PROBLEM TO SOLVE: The listing below must be duplicated in full, with nothing altered.

--- EXERCISE INPUTS Enclosed Below ---

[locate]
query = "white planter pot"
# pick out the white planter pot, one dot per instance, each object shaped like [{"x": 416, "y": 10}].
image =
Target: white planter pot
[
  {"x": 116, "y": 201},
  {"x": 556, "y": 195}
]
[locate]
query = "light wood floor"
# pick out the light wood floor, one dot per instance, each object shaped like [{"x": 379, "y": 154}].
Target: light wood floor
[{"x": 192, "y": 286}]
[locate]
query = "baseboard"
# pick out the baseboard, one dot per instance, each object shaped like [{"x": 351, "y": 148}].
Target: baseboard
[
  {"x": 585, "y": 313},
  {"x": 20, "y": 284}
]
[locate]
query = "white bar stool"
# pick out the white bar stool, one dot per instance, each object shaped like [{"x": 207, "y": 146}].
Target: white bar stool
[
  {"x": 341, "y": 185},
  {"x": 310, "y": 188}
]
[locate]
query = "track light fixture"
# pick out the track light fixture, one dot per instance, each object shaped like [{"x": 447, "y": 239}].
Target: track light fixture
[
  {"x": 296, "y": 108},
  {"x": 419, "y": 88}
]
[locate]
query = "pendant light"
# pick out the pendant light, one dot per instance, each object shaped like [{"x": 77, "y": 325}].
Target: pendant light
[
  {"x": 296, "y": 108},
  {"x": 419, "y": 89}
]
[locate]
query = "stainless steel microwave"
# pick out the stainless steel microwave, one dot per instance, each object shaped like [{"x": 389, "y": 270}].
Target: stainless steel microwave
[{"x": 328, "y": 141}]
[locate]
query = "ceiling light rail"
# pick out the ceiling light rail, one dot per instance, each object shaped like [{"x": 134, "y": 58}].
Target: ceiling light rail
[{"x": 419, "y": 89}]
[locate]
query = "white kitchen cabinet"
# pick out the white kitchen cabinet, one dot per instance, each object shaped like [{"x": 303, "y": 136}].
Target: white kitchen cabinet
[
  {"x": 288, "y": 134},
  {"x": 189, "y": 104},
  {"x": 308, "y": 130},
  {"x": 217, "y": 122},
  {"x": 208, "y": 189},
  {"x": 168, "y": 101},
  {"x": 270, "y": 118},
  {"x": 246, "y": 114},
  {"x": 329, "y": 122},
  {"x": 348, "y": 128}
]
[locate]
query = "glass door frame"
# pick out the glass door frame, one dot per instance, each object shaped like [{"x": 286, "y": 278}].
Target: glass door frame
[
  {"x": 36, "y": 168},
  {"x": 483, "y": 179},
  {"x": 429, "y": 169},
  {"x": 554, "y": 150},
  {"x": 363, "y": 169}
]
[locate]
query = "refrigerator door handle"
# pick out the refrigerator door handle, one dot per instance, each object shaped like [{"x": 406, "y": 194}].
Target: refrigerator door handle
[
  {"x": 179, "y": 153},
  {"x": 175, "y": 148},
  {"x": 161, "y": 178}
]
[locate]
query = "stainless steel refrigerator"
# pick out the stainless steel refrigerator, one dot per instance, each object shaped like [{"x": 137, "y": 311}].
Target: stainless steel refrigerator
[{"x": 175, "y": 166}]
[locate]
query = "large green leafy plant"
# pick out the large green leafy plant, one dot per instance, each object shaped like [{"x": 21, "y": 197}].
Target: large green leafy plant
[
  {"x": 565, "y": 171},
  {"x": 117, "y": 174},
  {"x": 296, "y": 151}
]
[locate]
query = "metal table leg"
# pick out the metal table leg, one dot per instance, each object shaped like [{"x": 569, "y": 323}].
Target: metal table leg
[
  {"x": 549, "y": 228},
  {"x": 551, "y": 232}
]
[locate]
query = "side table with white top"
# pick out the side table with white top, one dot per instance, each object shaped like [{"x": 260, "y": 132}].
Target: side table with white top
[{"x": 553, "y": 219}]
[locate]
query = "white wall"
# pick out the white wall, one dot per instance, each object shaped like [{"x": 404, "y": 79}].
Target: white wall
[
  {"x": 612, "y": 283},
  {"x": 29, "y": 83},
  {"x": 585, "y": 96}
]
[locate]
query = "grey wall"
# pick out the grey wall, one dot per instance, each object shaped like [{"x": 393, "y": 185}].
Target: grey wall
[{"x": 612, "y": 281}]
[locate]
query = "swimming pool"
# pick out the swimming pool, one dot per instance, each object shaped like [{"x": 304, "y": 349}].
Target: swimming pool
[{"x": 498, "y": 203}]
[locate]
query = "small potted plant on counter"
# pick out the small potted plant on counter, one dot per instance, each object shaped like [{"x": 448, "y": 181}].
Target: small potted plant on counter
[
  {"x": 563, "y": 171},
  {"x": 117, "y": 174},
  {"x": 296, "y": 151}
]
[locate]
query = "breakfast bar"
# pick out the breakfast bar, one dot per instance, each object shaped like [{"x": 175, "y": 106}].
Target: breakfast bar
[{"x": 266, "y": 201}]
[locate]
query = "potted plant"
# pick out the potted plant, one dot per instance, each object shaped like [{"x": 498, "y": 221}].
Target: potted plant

--- End of Enclosed EXERCISE INPUTS ---

WRITTEN ANSWER:
[locate]
query = "white planter pot"
# pick out the white planter pot, one dot per instance, each object shaped like [{"x": 416, "y": 10}].
image =
Target: white planter pot
[
  {"x": 116, "y": 201},
  {"x": 556, "y": 195}
]
[locate]
query = "light wood floor"
# pick out the light wood floor, one dot per instance, each object shaped like [{"x": 379, "y": 154}].
Target: light wood floor
[{"x": 192, "y": 286}]
[locate]
query = "baseboard"
# pick out the baseboard, one dot per instance, each object shaped like [{"x": 351, "y": 148}].
Target: baseboard
[
  {"x": 585, "y": 313},
  {"x": 20, "y": 284}
]
[locate]
query = "white bar stool"
# pick out the white bar stool, one dot per instance, each object shaped like [{"x": 207, "y": 146}].
Target: white bar stool
[
  {"x": 341, "y": 185},
  {"x": 310, "y": 188}
]
[locate]
query = "track light fixture"
# pick out the track light fixture, one dot per instance, each object shaped like [{"x": 447, "y": 239}].
Target: track light fixture
[
  {"x": 296, "y": 108},
  {"x": 419, "y": 88}
]
[locate]
query = "pendant light"
# pick out the pendant light, one dot per instance, each object shaped like [{"x": 77, "y": 325}].
Target: pendant light
[
  {"x": 296, "y": 108},
  {"x": 419, "y": 89}
]
[locate]
query = "stainless steel microwave"
# pick out the stainless steel microwave, one dot per instance, each object shaped like [{"x": 389, "y": 270}].
Target: stainless steel microwave
[{"x": 328, "y": 141}]
[locate]
query = "ceiling light rail"
# pick out the ceiling light rail, one dot per instance, each object shaped like [{"x": 134, "y": 58}].
Target: ceiling light rail
[{"x": 419, "y": 89}]
[locate]
query = "white kitchen cabinet"
# pick out the white kitchen cabinet, one dot per instance, each object shaped like [{"x": 303, "y": 136}].
Target: white kitchen cabinet
[
  {"x": 288, "y": 134},
  {"x": 189, "y": 104},
  {"x": 308, "y": 130},
  {"x": 217, "y": 122},
  {"x": 208, "y": 189},
  {"x": 168, "y": 101},
  {"x": 270, "y": 118},
  {"x": 246, "y": 114},
  {"x": 329, "y": 122},
  {"x": 348, "y": 128}
]
[locate]
query = "glass door frame"
# pick out the glass door frame, one dot per instance, each object shaped like [{"x": 286, "y": 278}].
Target: glass door frame
[
  {"x": 36, "y": 168},
  {"x": 483, "y": 179},
  {"x": 429, "y": 169},
  {"x": 554, "y": 150},
  {"x": 363, "y": 169}
]
[locate]
query = "refrigerator door handle"
# pick out the refrigerator door handle, one dot per instance, each object shaped like [{"x": 406, "y": 194}].
Target: refrigerator door handle
[
  {"x": 179, "y": 153},
  {"x": 175, "y": 148},
  {"x": 161, "y": 178}
]
[locate]
query = "stainless steel refrigerator"
# pick out the stainless steel refrigerator, one dot per instance, each object shaped like [{"x": 137, "y": 311}].
Target: stainless steel refrigerator
[{"x": 175, "y": 166}]
[locate]
query = "large green leafy plant"
# pick out the large green leafy plant, one dot per instance, each object shaped like [{"x": 21, "y": 197}].
Target: large green leafy plant
[
  {"x": 565, "y": 171},
  {"x": 117, "y": 174},
  {"x": 296, "y": 151}
]
[locate]
query = "metal table leg"
# pick out the metal table leg, one dot per instance, each object shaped like [{"x": 569, "y": 323}].
Target: metal table leg
[
  {"x": 549, "y": 228},
  {"x": 551, "y": 232}
]
[locate]
query = "side table with white top"
# pick out the side table with white top, one dot per instance, each object shaped like [{"x": 260, "y": 132}].
Target: side table with white top
[{"x": 553, "y": 219}]
[locate]
query = "white wall"
# pick out the white wall, one dot per instance, each object shaped like [{"x": 404, "y": 79}].
Target: white wall
[
  {"x": 612, "y": 283},
  {"x": 29, "y": 83},
  {"x": 585, "y": 96}
]
[locate]
query = "grey wall"
# pick out the grey wall, one dot per instance, each object shaped like [{"x": 393, "y": 185}].
Target: grey wall
[{"x": 612, "y": 281}]
[locate]
query = "swimming pool"
# pick out the swimming pool, one dot per instance, each object shaped like [{"x": 304, "y": 349}].
Target: swimming pool
[{"x": 498, "y": 203}]
[locate]
query = "small potted plant on counter"
# pick out the small potted plant on counter, one dot per instance, each object shaped like [{"x": 448, "y": 181}].
Target: small potted plant on counter
[
  {"x": 563, "y": 171},
  {"x": 117, "y": 174},
  {"x": 296, "y": 151}
]
[locate]
query = "breakfast bar"
# pick out the breakfast bar, one dot per instance, each object shaped like [{"x": 175, "y": 106}].
Target: breakfast bar
[{"x": 266, "y": 201}]
[locate]
query = "potted plant"
# pick out the potted plant, one dot per instance, each object shaped like [{"x": 498, "y": 221}].
Target: potted plant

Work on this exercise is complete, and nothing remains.